▶ **Work to do**:
Reproduce the rows below, replacing each occurrence of "instance" with "occurrence" and leaving everything else unchanged.

____

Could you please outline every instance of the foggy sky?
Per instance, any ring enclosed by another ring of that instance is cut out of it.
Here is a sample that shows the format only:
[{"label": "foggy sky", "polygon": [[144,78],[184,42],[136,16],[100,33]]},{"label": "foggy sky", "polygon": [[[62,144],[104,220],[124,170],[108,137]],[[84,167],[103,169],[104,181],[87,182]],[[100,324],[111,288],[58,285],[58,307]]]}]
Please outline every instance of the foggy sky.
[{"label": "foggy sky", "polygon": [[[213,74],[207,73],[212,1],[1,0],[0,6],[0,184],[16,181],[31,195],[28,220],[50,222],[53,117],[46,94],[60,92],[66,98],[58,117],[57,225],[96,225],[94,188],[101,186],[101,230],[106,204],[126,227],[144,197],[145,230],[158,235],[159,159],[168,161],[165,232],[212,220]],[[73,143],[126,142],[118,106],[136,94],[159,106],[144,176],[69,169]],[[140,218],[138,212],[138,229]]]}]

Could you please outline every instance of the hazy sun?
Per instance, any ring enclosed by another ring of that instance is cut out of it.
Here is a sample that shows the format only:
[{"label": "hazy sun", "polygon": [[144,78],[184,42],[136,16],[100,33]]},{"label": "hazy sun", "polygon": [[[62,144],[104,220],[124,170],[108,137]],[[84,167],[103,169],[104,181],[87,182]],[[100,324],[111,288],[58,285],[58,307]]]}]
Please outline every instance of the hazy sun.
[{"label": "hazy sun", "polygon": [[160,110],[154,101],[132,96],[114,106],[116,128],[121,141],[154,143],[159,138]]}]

____

▶ **Response**:
Could you please outline every occurrence of the foggy sky?
Per occurrence, any ring enclosed by another ring of that occurrence is cut out of it.
Here is a sample that shows the format only:
[{"label": "foggy sky", "polygon": [[144,78],[184,42],[136,16],[100,33]]},{"label": "foggy sky", "polygon": [[[62,144],[104,220],[124,170],[108,137]],[[84,167],[103,169],[104,181],[87,182]],[[100,324],[111,288],[58,285],[58,307]]]}]
Please outline every occurrence of the foggy sky.
[{"label": "foggy sky", "polygon": [[[213,74],[207,73],[212,1],[1,0],[0,6],[0,184],[16,181],[31,195],[28,220],[50,222],[53,117],[46,94],[60,92],[66,98],[58,117],[57,225],[96,225],[94,188],[101,186],[101,230],[106,204],[126,227],[144,197],[145,230],[158,235],[159,159],[168,161],[165,232],[212,220]],[[73,143],[126,142],[118,106],[136,94],[159,106],[144,176],[69,169]],[[140,218],[138,212],[138,229]]]}]

Could you please outline every occurrence of the hazy sun?
Per occurrence, any ring enclosed by another ring of that occurrence is cut out of it.
Here is a sample that shows the format only:
[{"label": "hazy sun", "polygon": [[144,78],[184,42],[136,16],[100,33]]},{"label": "hazy sun", "polygon": [[[62,144],[104,220],[124,170],[108,137]],[[84,167],[103,169],[104,181],[87,182]],[[100,324],[111,288],[58,285],[58,307]]]}]
Please outline every occurrence of the hazy sun.
[{"label": "hazy sun", "polygon": [[160,110],[154,101],[132,96],[114,106],[116,128],[121,141],[154,143],[159,138]]}]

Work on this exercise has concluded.